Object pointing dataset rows
+++

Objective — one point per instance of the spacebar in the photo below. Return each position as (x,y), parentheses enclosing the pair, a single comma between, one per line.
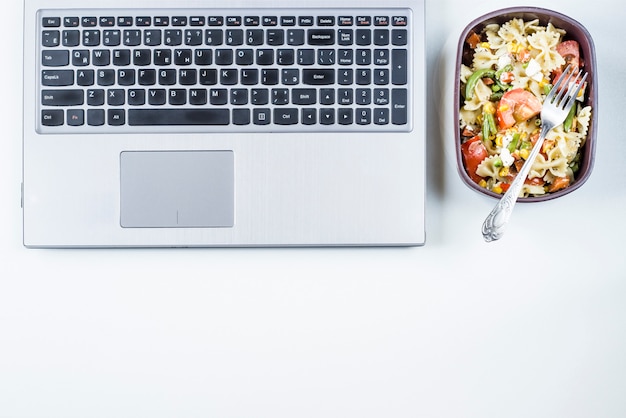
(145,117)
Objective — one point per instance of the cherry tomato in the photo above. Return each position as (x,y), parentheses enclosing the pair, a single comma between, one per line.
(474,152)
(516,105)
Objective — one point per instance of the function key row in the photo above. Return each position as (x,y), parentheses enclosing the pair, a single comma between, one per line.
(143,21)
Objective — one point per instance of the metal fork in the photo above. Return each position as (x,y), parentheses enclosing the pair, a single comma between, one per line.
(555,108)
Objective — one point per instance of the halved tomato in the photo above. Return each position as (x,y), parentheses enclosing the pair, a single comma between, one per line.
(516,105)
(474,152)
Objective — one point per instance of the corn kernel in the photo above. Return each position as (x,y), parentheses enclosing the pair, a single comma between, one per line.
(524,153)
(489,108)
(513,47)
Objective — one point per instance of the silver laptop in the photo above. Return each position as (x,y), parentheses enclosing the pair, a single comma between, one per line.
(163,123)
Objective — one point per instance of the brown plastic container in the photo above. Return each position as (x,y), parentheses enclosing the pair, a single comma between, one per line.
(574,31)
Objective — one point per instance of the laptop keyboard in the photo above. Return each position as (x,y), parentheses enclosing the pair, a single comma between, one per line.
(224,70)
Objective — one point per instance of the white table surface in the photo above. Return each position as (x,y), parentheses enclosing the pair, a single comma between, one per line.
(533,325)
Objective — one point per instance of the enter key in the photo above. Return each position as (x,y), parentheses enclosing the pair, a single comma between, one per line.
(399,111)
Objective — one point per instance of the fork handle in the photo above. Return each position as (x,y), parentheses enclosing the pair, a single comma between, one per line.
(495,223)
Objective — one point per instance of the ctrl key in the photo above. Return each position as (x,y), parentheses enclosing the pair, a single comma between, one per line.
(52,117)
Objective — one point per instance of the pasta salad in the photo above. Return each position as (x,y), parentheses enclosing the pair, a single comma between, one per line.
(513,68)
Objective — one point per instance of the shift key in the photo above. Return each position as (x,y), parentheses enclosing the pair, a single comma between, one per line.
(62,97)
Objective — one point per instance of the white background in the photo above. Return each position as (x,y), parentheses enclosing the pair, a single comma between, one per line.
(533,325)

+++

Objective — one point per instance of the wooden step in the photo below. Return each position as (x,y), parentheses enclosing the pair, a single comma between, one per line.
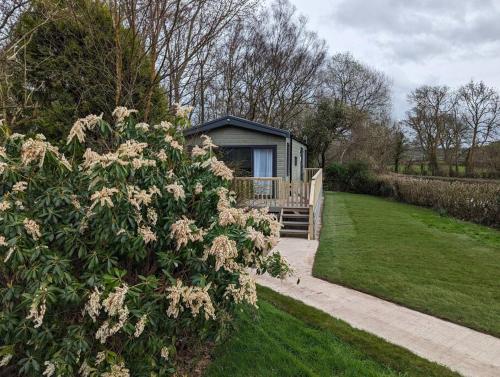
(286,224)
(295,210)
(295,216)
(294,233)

+++

Stated task
Find every line in the records above that contains the word "laptop" and copy each of those lines in full.

Answer below
Objective — one point per instance of the silver laptop in the photo above. Return each position as (x,y), parentheses enclosing the pair, a single comma between, one per line.
Objective — one point per instance of the laptop keyboard in the photo above. Return each position as (x,y), parentheses enclosing the pair, a single comma between, one per line.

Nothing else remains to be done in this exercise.